-- Source extract follows --
In a Hidden Markov Model, a state is not directly visible, but variables influenced by the state are visible. Each state has a probability distribution over the possible output tokens. This model is a finite set of states, each of which is associated with a probability distribution (Demetrescu et al., 2003). Transitions among the states are governed by a set of probabilities called transition probabilities. In a particular state an outcome or observation can be generated, according to the associated probability distribution. The three main problems of HMM include Evaluation Problem, Decoding Problem and Learning Problem (Demetrescu et al., 2003).

**Application of Graphical Probabilistic Models**

**Application to Metabolic Pathway Modeling**

A machine learning system is introduced for gene functions determination from heterogeneous data sources using a Weighted Naive Bayesian network (WNB). The aim is to infer functions of putative genes or Open Reading Frames (ORFs) from existing databases using computational methods. While integrating evidence from multiple and complementary sources significantly improves the prediction accuracy. The experimental results suggest that the stated hypothesis is valid and provide guidelines for using the WNB system for data collection, training and predictions. Furthermore, the combined training data sets consists results from gene expressions, clustering outputs and sequence homology from public databases. It is also used to analyze the contribution of each source of information toward the prediction performance through the weight training process (Deng et al., 2006).
-- Source extract concluded --
Tasks to carry out -
[1] Set down the passage on probabilistic models word for word, everything from "In a Hidden" down to "Problem (Demetrescu et al., 2003).".
[2] Carry the passage on probabilistic models forward from its last sentence.
The records are drawn from a separate source.
-- Record extracts follows --
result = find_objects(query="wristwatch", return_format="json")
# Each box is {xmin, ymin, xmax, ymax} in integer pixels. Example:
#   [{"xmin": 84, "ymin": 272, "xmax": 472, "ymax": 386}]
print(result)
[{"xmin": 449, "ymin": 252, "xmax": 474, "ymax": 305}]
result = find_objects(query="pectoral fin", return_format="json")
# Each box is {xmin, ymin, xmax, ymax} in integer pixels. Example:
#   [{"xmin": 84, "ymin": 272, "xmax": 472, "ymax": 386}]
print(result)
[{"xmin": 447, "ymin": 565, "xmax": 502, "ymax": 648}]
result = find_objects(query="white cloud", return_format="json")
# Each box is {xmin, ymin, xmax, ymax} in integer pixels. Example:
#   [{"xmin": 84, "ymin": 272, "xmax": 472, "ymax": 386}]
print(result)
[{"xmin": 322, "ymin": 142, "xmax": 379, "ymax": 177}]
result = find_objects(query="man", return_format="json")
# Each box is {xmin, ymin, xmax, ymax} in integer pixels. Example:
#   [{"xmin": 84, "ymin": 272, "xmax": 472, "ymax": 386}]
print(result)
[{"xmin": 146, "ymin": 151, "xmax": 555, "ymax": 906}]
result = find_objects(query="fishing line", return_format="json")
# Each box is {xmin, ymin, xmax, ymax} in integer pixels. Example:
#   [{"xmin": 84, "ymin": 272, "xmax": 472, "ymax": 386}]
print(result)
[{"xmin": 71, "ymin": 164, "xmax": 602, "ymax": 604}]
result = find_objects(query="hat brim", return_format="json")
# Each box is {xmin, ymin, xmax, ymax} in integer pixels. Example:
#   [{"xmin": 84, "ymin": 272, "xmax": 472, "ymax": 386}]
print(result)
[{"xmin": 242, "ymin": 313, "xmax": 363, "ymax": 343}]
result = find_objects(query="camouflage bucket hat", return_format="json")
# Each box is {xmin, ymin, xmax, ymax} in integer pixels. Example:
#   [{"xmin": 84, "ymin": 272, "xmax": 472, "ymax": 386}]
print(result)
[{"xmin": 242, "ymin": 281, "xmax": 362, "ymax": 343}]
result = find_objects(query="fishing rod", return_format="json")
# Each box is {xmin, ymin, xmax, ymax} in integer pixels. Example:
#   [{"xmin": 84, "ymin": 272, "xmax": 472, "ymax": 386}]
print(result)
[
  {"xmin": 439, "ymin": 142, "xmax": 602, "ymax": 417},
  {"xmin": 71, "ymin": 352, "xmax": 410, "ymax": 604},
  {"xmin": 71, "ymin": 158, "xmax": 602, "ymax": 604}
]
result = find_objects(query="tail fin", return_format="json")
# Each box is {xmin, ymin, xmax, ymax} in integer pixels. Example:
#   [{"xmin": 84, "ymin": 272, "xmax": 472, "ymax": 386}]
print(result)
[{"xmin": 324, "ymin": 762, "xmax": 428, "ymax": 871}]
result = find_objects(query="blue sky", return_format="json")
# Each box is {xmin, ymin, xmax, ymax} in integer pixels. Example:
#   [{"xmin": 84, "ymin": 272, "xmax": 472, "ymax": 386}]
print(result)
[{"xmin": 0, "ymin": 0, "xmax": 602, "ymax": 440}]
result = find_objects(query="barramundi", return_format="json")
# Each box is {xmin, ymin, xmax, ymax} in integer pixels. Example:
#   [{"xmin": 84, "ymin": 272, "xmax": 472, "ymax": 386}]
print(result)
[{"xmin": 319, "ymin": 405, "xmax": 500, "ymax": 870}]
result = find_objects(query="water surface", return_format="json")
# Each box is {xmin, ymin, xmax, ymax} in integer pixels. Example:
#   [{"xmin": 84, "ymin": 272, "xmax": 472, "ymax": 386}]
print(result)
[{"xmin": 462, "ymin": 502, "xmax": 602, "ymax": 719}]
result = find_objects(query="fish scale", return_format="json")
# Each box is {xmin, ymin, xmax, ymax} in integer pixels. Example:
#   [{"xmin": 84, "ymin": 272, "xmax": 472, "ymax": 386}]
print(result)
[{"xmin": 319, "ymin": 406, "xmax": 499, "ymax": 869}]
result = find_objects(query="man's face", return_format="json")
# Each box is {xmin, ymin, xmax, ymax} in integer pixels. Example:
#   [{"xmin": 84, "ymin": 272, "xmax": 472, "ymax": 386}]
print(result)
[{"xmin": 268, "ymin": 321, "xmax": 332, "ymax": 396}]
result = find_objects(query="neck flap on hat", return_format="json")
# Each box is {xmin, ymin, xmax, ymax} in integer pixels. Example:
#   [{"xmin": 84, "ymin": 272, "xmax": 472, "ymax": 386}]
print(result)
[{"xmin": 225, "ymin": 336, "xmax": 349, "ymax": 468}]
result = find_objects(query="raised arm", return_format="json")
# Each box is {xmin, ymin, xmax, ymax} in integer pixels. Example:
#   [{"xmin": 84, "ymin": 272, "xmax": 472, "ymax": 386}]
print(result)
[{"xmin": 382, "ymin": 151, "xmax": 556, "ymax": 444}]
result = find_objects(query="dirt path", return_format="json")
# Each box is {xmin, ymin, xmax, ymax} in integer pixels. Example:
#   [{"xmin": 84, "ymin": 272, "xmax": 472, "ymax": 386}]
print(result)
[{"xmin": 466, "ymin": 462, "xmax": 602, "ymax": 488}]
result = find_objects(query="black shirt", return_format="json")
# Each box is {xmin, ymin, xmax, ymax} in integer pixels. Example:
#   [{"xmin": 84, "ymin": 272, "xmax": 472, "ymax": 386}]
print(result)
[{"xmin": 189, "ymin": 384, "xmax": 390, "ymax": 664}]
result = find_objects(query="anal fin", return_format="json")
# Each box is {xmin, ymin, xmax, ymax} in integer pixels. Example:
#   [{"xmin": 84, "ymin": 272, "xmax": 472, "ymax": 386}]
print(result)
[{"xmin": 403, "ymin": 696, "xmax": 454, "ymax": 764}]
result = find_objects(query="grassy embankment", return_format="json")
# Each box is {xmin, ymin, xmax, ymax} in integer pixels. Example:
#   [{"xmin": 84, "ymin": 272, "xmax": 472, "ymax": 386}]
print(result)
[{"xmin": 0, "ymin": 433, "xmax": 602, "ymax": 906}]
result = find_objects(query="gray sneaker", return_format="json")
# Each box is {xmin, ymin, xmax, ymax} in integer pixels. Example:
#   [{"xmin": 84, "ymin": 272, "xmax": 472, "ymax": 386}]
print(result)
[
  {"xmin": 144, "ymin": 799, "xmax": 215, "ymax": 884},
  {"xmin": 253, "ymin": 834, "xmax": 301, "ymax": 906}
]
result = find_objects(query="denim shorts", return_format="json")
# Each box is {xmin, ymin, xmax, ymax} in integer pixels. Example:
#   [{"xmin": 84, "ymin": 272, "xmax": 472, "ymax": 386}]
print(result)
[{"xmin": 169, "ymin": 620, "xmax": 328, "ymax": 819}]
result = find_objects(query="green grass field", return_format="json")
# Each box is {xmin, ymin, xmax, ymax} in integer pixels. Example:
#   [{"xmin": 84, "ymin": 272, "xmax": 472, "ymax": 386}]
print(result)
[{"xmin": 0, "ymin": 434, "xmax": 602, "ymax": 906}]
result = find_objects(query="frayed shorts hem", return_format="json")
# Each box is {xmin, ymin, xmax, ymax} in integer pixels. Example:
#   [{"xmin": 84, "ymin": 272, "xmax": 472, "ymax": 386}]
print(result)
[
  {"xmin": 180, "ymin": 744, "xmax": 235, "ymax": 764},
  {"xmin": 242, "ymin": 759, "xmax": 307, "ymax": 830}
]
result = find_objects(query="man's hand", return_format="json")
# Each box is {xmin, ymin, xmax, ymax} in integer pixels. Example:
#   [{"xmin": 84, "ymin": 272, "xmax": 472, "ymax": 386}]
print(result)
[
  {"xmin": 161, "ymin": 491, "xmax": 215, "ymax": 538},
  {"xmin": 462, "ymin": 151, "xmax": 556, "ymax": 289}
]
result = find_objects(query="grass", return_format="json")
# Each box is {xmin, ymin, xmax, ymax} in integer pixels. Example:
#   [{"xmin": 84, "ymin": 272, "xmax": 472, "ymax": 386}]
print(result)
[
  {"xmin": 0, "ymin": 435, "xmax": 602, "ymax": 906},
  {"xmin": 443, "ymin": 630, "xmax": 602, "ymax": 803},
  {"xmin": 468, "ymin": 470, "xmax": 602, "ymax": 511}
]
-- Record extracts concluded --
Outputs by task -
[1]
In a Hidden Markov Model, a state is not directly visible, but variables influenced by the state are visible. Each state has a probability distribution over the possible output tokens. This model is a finite set of states, each of which is associated with a probability distribution (Demetrescu et al., 2003). Transitions among the states are governed by a set of probabilities called transition probabilities. In a particular state an outcome or observation can be generated, according to the associated probability distribution. The three main problems of HMM include Evaluation Problem, Decoding Problem and Learning Problem (Demetrescu et al., 2003).

[2]
Searching for peptide hormones that signals via membrane receptors is often hampered by their small size, and lack of sequence similarity. A search tool based on the hidden Markov model is developed that uses various peptide hormone sequence features for estimating the likelihood that a protein contains a processed and secreted peptide of this class. Analysis of the top scoring hypothetical and poorly annotated human proteins identifies two candidate peptide hormones. Their analysis shows that both are localized to secretory granules in a transfected pancreatic cell line. The findings demonstrate the utility of a **bioinformatics** approach to identify novel biologically active peptides (Mirabeau et al., 2007).

Multivariate methods are used for the analysis of molecular data including genotypic data and clinical phenotypes. These methods include latent variable models and joint multivariate modeling techniques. Thus, given the wide variety in the data considered, the objectives of the analysis and the methods applied, direct comparison of the results are discussed (Beyene et al., 2007).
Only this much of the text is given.